WORK INSTRUCTIONS -
From the entries below, extract every line that includes the word "water".

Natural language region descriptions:
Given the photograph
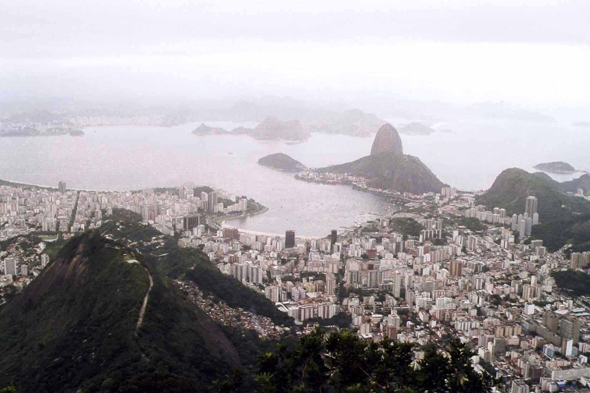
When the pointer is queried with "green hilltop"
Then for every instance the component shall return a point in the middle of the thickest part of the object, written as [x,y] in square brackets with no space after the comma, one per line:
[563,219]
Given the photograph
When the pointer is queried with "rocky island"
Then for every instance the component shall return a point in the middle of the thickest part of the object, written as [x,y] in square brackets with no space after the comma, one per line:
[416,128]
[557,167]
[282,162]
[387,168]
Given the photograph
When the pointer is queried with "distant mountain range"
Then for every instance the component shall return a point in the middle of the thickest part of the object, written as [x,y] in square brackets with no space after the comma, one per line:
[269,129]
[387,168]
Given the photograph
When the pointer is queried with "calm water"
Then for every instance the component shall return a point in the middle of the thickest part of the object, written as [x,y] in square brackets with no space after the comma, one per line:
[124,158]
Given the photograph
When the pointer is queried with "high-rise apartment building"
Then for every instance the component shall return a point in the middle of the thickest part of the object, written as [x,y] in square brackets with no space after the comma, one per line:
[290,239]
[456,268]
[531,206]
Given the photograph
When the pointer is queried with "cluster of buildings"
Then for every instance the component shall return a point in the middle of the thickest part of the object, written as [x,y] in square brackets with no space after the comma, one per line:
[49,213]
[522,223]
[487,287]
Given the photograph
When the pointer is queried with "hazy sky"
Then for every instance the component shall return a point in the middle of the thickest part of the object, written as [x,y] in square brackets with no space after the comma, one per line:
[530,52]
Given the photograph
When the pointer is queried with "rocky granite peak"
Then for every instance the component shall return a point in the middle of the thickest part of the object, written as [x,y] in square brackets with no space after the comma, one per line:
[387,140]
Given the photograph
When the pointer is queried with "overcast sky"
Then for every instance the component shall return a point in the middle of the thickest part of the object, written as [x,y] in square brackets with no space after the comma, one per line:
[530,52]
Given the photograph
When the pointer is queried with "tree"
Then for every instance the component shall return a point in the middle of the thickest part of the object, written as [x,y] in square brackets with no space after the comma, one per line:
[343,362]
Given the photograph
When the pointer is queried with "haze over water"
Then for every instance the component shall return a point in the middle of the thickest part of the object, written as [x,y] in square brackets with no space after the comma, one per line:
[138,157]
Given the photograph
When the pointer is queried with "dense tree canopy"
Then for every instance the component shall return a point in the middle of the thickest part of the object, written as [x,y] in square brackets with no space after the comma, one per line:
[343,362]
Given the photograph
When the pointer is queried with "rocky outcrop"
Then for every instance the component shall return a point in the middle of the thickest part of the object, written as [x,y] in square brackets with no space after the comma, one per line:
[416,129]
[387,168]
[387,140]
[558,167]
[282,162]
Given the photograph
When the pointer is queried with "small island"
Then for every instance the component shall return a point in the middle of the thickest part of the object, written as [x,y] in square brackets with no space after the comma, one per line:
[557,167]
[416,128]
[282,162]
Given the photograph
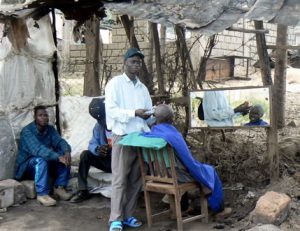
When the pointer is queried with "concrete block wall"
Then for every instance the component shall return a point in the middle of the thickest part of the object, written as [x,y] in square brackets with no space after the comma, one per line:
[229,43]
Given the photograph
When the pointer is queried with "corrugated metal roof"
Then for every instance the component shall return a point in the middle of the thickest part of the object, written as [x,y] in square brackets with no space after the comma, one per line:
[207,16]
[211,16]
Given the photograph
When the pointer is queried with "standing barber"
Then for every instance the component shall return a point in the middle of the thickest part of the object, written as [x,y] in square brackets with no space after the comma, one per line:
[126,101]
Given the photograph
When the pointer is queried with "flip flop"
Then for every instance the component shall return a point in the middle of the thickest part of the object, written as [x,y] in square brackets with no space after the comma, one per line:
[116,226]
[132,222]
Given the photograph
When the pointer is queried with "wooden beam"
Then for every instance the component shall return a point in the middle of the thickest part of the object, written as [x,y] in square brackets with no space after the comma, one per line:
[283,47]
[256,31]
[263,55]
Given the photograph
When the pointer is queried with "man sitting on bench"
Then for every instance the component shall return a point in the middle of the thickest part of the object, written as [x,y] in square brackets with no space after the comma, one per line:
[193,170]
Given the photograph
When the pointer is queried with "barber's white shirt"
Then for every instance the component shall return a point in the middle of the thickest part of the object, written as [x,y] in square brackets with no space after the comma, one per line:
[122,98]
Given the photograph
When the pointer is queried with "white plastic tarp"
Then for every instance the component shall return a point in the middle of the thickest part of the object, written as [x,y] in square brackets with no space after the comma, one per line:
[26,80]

---

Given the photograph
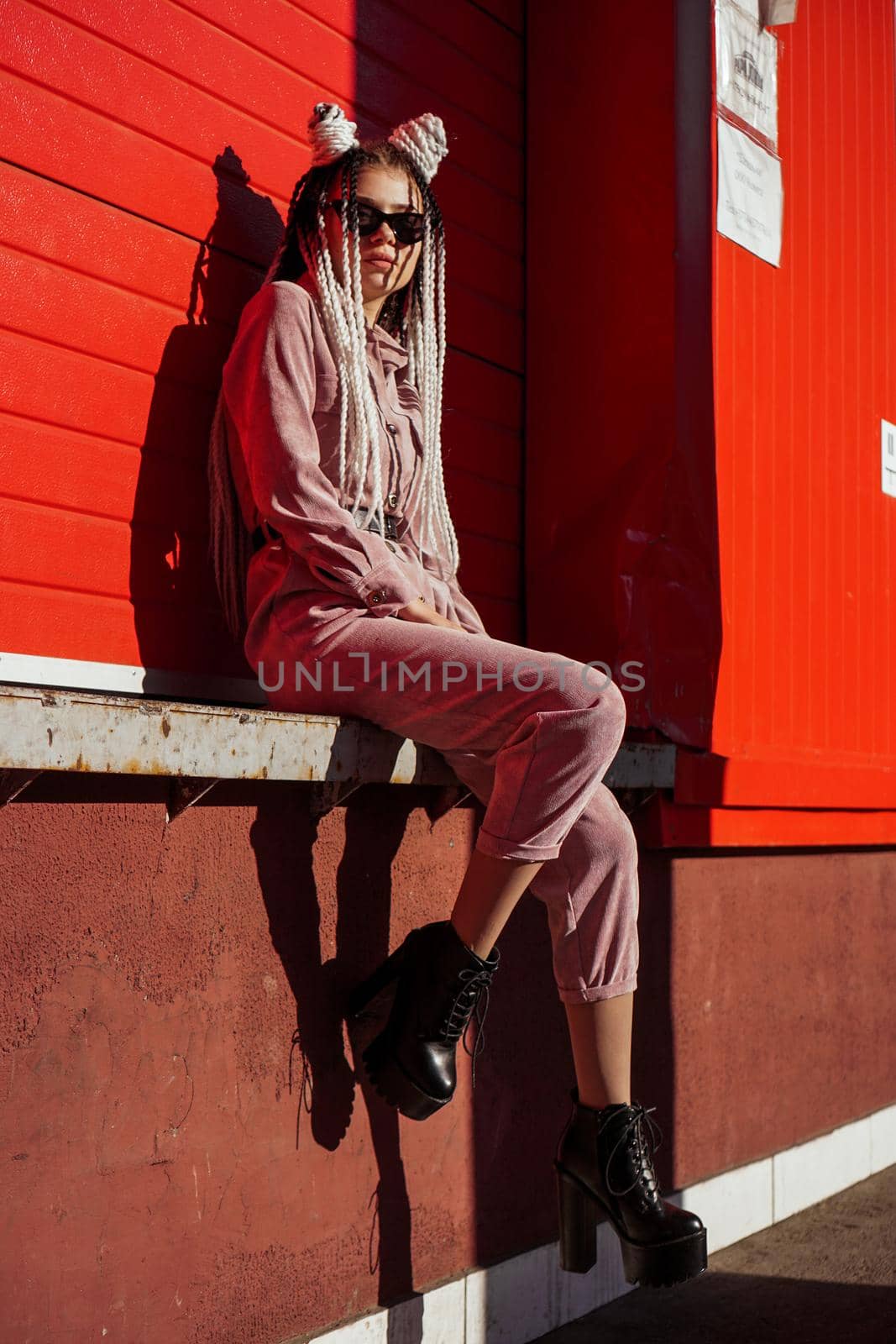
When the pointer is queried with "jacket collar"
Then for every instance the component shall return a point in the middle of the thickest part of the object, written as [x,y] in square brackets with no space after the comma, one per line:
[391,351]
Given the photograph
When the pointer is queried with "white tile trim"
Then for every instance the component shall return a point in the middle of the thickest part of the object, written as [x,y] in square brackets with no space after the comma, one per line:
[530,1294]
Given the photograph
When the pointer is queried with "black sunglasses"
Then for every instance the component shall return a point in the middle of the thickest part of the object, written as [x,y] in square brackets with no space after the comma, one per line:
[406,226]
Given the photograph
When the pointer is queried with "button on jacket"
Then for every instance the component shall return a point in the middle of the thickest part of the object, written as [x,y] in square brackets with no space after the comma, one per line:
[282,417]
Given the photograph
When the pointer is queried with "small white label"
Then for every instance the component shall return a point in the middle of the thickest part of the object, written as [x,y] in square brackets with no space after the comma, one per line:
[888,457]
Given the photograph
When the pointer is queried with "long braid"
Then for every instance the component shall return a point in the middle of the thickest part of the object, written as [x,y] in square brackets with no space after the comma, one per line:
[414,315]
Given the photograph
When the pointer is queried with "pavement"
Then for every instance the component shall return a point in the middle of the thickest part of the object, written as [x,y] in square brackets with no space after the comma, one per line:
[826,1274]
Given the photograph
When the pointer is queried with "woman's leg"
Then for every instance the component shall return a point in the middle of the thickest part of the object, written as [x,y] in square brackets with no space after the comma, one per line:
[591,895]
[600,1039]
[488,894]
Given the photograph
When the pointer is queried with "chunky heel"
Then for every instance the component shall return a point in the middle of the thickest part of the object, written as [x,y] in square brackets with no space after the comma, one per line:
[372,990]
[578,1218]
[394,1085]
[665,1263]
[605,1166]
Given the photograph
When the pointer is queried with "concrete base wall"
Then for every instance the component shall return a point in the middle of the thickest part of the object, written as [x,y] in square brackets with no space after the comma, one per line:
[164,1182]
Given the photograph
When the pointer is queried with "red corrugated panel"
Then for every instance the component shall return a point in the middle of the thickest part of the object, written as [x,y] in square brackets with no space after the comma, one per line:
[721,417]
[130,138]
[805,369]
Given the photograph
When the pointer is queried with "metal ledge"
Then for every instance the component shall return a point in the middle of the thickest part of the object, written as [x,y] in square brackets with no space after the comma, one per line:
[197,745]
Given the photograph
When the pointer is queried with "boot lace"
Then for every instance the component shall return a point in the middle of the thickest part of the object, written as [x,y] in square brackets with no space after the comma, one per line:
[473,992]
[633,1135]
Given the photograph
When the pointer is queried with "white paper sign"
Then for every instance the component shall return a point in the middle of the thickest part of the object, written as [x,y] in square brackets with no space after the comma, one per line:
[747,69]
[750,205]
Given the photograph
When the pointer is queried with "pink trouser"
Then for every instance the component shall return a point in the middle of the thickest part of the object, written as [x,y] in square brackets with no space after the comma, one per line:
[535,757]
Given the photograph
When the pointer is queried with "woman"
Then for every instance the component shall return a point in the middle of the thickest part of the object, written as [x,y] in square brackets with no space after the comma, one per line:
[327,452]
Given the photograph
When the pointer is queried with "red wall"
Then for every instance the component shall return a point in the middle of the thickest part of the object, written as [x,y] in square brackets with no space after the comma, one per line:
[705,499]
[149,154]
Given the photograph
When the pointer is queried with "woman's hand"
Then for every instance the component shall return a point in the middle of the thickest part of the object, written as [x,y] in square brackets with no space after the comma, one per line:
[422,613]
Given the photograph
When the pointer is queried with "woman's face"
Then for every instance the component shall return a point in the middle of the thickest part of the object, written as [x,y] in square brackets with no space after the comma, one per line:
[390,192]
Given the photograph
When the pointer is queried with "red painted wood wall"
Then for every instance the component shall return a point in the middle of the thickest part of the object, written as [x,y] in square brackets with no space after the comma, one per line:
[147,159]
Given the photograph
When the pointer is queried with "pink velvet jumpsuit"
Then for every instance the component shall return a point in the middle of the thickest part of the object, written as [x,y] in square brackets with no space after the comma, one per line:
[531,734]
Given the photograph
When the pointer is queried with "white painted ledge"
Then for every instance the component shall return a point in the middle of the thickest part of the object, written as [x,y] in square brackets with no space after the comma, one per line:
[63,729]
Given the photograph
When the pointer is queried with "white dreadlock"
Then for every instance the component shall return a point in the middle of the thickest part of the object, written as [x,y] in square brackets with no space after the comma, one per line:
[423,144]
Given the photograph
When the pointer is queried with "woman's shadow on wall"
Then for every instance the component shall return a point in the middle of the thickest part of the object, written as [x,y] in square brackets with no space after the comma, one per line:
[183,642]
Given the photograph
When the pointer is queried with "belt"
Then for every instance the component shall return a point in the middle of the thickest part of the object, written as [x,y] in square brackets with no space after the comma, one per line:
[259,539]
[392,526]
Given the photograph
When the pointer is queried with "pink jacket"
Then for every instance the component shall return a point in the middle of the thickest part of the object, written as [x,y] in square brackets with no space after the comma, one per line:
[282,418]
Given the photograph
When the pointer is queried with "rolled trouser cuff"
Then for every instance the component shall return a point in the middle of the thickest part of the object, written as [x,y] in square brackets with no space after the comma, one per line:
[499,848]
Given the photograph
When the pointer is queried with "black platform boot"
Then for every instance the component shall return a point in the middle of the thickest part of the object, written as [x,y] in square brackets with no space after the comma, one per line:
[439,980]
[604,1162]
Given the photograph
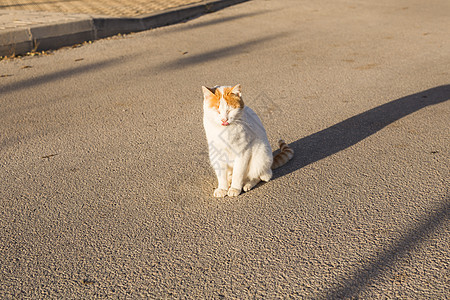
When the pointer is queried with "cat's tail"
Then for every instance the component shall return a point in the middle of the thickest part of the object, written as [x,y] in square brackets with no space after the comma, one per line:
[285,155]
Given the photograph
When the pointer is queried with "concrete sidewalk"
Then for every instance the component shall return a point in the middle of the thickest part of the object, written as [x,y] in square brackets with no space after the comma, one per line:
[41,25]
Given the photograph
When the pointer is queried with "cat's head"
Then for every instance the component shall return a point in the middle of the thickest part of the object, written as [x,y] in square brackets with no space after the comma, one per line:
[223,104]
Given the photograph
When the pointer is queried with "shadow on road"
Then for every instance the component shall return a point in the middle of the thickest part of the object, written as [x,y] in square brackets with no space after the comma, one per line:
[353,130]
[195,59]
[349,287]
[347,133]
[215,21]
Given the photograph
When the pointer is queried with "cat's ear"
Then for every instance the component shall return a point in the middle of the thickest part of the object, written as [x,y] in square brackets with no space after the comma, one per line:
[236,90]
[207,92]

ANSWER AREA -
When the pointer is queried with "calm water"
When the pointer is queried with "haze over water"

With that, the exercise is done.